=== Study material ===
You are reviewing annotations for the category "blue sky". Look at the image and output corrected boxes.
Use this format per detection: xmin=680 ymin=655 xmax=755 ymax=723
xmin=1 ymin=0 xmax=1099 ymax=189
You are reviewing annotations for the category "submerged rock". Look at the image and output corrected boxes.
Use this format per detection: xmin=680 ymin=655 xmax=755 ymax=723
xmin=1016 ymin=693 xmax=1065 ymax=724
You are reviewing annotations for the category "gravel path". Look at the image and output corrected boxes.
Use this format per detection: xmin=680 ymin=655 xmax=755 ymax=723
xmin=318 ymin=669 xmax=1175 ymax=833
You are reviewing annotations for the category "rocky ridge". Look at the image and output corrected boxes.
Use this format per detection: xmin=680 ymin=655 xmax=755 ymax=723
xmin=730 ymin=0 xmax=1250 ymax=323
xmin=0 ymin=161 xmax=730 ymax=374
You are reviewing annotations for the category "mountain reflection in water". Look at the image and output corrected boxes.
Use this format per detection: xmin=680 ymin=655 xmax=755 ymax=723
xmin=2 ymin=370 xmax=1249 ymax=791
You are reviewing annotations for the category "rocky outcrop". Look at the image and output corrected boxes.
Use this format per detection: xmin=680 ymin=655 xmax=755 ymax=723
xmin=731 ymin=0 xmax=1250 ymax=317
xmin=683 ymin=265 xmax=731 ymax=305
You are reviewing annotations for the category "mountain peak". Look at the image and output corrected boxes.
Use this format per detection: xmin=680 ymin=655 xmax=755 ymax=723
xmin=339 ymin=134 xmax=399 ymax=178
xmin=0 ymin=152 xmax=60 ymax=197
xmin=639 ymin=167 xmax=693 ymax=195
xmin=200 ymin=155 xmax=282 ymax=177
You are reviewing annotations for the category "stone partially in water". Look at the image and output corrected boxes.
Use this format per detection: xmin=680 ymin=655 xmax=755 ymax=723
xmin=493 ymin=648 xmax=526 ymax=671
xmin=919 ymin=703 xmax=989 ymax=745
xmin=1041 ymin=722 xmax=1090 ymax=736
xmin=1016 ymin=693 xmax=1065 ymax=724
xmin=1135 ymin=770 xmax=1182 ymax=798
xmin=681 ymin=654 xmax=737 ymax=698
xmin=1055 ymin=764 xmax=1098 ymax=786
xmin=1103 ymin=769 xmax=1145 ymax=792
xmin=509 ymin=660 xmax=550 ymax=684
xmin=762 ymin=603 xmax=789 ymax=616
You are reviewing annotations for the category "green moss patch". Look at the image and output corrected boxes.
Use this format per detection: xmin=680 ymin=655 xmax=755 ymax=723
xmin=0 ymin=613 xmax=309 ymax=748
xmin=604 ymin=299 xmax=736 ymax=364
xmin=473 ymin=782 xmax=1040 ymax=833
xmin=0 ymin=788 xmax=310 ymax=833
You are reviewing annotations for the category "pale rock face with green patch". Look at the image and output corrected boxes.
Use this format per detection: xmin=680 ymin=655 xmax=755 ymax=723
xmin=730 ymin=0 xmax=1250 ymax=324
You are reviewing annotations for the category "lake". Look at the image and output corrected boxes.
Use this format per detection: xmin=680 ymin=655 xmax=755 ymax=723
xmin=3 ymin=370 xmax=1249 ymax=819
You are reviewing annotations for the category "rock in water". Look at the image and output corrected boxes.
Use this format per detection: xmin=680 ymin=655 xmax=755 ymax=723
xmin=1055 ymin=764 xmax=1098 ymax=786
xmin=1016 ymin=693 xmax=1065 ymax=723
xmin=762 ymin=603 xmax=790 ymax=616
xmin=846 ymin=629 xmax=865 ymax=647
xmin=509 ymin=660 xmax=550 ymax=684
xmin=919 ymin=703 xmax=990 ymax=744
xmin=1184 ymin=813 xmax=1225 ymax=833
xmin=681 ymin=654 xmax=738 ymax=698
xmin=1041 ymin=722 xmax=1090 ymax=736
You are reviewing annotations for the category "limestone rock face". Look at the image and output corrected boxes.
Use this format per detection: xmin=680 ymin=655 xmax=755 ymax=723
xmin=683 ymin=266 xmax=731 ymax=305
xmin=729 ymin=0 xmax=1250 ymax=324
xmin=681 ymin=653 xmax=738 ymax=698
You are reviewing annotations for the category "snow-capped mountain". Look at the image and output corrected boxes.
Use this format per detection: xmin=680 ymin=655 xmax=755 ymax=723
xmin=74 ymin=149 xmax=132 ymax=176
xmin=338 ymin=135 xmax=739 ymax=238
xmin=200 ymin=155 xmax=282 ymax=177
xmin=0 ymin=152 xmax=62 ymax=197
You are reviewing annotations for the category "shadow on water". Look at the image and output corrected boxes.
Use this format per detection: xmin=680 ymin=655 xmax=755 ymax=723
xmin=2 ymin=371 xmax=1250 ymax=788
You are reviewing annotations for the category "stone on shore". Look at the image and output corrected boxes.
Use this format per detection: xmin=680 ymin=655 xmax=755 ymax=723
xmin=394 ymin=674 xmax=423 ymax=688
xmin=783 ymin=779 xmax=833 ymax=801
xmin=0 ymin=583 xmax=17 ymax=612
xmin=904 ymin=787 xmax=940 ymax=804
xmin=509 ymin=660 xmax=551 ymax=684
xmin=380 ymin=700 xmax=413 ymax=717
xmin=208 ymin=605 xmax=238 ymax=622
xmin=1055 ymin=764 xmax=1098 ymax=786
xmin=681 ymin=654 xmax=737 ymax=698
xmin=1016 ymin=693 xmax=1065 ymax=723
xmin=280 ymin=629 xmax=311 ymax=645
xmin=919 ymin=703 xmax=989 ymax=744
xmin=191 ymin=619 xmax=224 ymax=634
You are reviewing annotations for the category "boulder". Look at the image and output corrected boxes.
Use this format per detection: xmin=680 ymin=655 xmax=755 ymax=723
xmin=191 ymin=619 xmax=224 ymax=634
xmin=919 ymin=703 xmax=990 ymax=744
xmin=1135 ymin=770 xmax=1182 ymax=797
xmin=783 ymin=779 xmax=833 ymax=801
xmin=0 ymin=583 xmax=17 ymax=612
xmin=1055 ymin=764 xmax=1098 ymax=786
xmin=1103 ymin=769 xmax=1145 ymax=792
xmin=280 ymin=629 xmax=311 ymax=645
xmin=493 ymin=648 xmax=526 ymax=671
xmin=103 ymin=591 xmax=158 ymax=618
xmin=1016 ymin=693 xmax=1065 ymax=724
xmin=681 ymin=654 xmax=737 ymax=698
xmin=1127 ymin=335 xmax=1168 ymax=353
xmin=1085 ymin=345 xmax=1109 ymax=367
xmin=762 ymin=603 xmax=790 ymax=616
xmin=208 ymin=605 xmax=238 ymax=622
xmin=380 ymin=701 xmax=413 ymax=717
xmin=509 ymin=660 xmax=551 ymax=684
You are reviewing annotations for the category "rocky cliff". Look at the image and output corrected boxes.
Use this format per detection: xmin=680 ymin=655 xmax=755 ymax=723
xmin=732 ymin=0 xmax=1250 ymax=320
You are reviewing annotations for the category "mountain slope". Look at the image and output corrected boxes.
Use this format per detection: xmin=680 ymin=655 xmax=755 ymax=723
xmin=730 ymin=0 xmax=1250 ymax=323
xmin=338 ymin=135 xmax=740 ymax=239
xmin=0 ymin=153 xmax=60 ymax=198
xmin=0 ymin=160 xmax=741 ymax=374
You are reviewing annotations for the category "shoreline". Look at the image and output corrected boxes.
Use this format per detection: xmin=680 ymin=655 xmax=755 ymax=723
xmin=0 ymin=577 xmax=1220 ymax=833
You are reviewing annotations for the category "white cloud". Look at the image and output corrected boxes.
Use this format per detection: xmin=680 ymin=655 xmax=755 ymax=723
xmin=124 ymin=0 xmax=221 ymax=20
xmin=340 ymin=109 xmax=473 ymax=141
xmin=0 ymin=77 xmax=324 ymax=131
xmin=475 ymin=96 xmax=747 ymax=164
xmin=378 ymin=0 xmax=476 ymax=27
===
- **What is being asked**: For the records above, state the count of lines where "green" appears, without any other text.

- **Solution for this exercise**: 2